**Objectives**
1/ Decide whether each statement agrees with the passage on renewable energy as a price hedge. Answer yes or no and quote the deciding words. (a) The passage names biomass as an exception among renewable resources that need no purchased fuel. (b) The first section of the report presented the price stability benefits of free-fuel renewable energy. (c) This section will cover only the private price stability benefits of renewable energy.
2/ Write the next part of the passage on renewable energy as a price hedge, picking up after its last sentence.

**Extract to read**

III. How Can the Price Stability Benefits be Conveyed to Customers?
The first section of the report presented various data points that painted a landscape of volatility
and unpredictability in electricity markets, primarily due to wildly fluctuating natural gas prices.
The second section offered the price stability benefits of free-fuel renewable energy resources.
This section ties those two parts together by presenting conceptual ideas of how renewable
energy can provide a hedge. A number of practices are presented, and those are further
examined in case studies. In general, there are two key ways that renewable energy provides a
financial hedge:
1. Since renewable energy resources (with the exception of biomass) do not require
purchased fuel, the operating costs over time are highly predictable, as opposed to fossil
fuel markets.
2. Renewable energy reduces the demand for non-renewable resources, potentially easing
prices of fossil fuels.
The first point suggests an approach through which an energy supplier or even individual energy
consumer can privately benefit from the price stability of renewable energy. The second point
depicts the public benefits that renewable energy provides for all energy consumers. This
section of the report will cover both the individual and the socialized price stability benefits that
renewable energy provides.

**Recorded data**
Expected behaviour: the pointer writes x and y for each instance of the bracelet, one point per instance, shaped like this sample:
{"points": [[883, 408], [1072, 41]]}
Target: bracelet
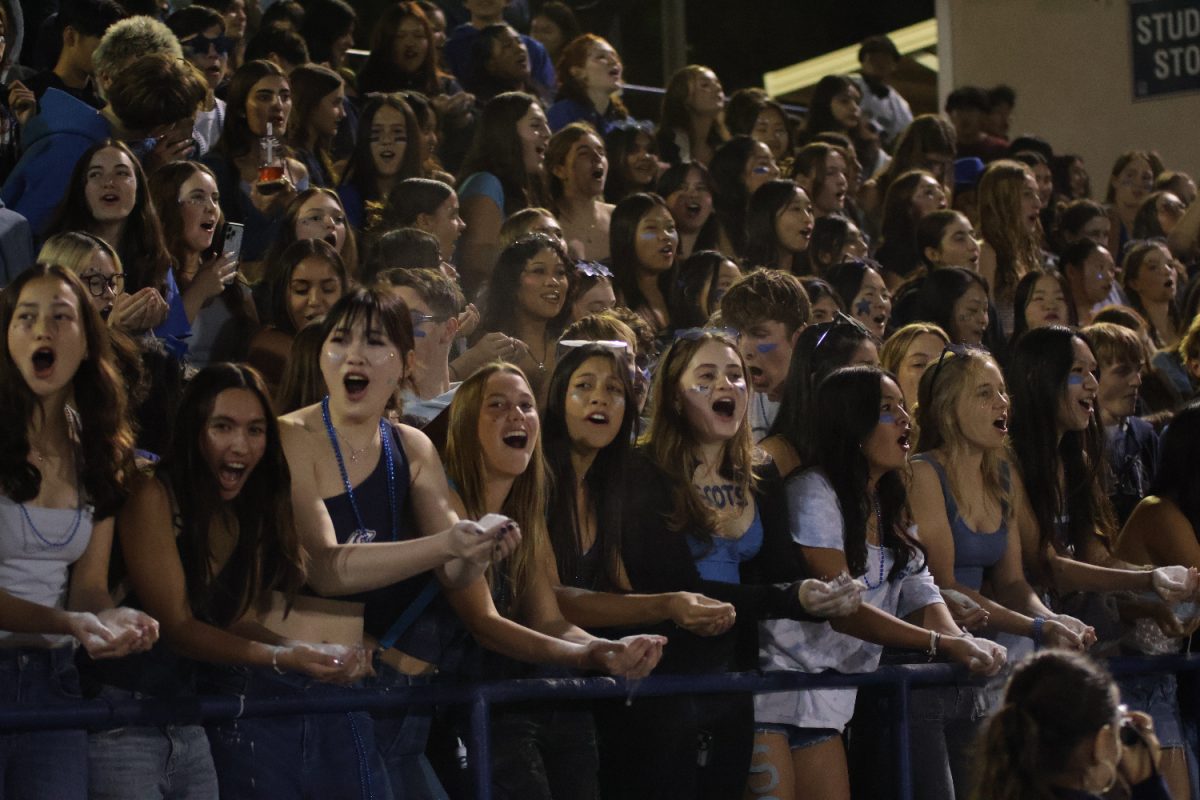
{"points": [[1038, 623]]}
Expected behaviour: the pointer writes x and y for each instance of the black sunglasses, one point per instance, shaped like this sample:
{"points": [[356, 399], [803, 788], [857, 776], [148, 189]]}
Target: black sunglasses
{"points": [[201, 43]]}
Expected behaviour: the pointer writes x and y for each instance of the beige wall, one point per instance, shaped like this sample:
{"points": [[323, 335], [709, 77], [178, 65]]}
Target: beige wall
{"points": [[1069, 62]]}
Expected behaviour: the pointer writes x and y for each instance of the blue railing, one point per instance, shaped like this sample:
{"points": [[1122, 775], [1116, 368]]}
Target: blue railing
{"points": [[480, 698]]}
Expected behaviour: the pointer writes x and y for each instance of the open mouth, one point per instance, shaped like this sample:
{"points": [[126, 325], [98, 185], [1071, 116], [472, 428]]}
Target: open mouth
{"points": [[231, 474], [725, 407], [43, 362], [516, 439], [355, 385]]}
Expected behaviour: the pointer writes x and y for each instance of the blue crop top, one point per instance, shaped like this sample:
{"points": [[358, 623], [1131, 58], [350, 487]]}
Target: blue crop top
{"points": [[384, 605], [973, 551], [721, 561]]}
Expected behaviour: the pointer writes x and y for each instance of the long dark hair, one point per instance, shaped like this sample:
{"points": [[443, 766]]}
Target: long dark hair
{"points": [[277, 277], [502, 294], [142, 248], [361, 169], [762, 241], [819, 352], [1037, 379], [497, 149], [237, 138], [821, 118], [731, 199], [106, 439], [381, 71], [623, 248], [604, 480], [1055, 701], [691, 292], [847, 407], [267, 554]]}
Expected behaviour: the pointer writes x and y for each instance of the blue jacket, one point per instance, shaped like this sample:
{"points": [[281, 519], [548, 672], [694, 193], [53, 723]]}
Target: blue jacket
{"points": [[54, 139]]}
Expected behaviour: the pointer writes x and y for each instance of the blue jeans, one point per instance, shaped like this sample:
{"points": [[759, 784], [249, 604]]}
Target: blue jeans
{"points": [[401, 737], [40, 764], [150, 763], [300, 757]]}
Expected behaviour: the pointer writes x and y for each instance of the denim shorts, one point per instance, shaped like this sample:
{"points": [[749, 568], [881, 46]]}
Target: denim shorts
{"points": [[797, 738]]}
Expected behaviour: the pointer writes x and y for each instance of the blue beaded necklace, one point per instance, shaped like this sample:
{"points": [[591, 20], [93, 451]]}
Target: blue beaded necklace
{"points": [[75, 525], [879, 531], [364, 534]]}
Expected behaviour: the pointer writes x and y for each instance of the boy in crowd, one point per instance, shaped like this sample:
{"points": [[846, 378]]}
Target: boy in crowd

**Results in order**
1/
(a) Yes: "with the exception of biomass"
(b) No: "The second section offered the price stability benefits of free-fuel renewable energy resources."
(c) No: "will cover both the individual and the socialized price stability benefits"

2/
Utility and Energy Marketing Models
Renewable energy can provide hedging solutions for utilities or other load serving entities at the
utility-scale, and can also provide price stability benefits for retail customers who receive pricestable purchasing terms or install renewables on their side of the meter. Several means of
tapping into the price stability benefits of renewables, both for electricity providers and their
customers, are explored below.
Long-term Fixed Contracts with Non-residential Customers
Long-term contracts are an increasingly attractive option for both providers and consumers.
Electric utilities and retail electricity providers can tap into their customers’ interest in price
stability and environmental protection by offering a renewable energy option at a fixed, longterm (5–10 year) price. The report by World Resources Institute’s Green Power Market
Development Group entitled “Developing Next Generation Green Power Products for Corporate
Markets in North America” explains in detail how this can be accomplished, and provides a case
study. 23 Our report also contains a case study of Austin Energy, the most successful proponent
of this approach.
Renewable energy projects often require a longer-term (>10 year) power purchase contract to
ensure reasonable financing terms because of their up-front capital intensity. Renewablegenerated electricity can therefore offer a longer-term hedge than many of the conventional
hedging strategies, which often focus on short-term markets. Even where long-term
conventional hedges are available, these markets are often thinly traded so transaction costs
would be expected to increase, creating a higher benchmark against which a renewable power
hedge would be measured.
In contrast to gas-fired generation, long-term contracts for renewable energy are typically offered
on a fixed-price basis. To obtain a similar hedge with gas-fired generation (using gas forwards)
over the last four years, one would have to pay a substantial premium relative to the most
commonly used gas price forecasts in the USA. (Reference 1)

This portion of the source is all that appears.